Starting from the line that contains "For the evaluation set, indicate each instance of the building", reproduce each line exactly through the end of the material, and include no other lines.

[Begin Data provided]

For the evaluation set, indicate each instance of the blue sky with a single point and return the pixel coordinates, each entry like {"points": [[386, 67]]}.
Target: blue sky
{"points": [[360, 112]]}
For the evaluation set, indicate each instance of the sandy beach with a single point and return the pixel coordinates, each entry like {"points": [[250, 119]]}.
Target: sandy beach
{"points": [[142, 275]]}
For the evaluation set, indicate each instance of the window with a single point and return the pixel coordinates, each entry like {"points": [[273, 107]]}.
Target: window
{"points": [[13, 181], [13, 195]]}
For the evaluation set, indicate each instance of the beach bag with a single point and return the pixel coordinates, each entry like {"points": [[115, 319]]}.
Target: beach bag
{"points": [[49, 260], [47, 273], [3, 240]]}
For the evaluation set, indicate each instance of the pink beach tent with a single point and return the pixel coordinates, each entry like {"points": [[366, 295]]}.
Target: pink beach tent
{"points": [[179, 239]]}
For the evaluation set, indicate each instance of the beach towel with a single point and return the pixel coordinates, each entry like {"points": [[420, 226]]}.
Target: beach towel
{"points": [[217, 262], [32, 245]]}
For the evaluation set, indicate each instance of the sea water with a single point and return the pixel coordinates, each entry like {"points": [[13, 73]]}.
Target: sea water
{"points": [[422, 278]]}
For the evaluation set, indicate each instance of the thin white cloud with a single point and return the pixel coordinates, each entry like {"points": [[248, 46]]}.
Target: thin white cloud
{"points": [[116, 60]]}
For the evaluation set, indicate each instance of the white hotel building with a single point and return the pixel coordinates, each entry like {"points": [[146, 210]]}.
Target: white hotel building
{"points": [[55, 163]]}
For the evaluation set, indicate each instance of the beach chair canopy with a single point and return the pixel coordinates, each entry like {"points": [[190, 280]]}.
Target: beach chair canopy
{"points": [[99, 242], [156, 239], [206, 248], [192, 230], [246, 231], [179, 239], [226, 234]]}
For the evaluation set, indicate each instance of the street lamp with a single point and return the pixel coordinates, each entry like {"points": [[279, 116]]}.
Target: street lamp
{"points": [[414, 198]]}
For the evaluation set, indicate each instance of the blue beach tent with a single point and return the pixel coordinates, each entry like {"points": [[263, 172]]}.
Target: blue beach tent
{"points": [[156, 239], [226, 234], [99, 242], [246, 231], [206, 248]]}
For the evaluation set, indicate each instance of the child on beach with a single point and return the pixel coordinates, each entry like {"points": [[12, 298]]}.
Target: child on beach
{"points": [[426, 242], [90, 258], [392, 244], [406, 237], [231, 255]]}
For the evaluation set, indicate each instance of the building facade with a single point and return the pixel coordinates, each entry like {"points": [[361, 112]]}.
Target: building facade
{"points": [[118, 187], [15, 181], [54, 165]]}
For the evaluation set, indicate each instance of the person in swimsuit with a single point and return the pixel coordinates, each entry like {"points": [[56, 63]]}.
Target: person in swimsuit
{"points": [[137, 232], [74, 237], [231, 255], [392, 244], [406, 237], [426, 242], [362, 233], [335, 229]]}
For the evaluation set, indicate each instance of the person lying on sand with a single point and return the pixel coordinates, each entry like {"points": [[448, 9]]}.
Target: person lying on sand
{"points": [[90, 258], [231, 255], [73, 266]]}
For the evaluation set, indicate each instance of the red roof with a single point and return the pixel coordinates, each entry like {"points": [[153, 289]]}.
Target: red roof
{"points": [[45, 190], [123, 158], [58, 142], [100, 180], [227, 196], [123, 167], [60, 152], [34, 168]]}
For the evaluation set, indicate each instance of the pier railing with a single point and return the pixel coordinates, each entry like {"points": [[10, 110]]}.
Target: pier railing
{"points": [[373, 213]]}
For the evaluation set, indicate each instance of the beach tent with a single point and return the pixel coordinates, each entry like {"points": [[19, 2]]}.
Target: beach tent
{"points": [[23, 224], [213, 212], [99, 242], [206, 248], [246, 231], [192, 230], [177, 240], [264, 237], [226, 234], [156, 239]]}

[End Data provided]

Reply to the task:
For the evaluation set, indicate each instance of the building facade with a single point and return the pixel coordinates, each entry like {"points": [[361, 112]]}.
Target: building facade
{"points": [[118, 187], [15, 181], [54, 165]]}
For the evaluation set, indicate each instance of the person in swimsuit with a single point and return the pixel coordinates, each entry like {"points": [[56, 63]]}.
Target: person in swimsuit
{"points": [[137, 232], [74, 237], [231, 255], [392, 244], [406, 237], [426, 242], [362, 233], [335, 229]]}
For the evaluation set, indicate each instance of the person lying on sand with a single point and return the pixel coordinates, each entry like {"points": [[448, 9]]}.
Target: person lying on sand
{"points": [[90, 258], [231, 255], [73, 266]]}
For the evaluation set, indicate each instance of the red roof with a single point and return the pixel coordinates, each entry like {"points": [[153, 289]]}.
Target: red roof
{"points": [[45, 190], [123, 158], [58, 142], [100, 180], [227, 196], [123, 167], [60, 152], [34, 168]]}
For the evaluation set, indicate each instance of the pier railing with a single point and return the pixel coordinates, each entry like {"points": [[10, 110]]}.
Target: pier railing
{"points": [[373, 213]]}
For the evaluation set, indicate each instance of the beach tent with a single point and return the pixel coordinates, each entry like {"points": [[19, 2]]}.
Target: beach tent
{"points": [[23, 224], [213, 212], [99, 242], [206, 248], [246, 231], [192, 230], [177, 240], [264, 237], [226, 234], [156, 239]]}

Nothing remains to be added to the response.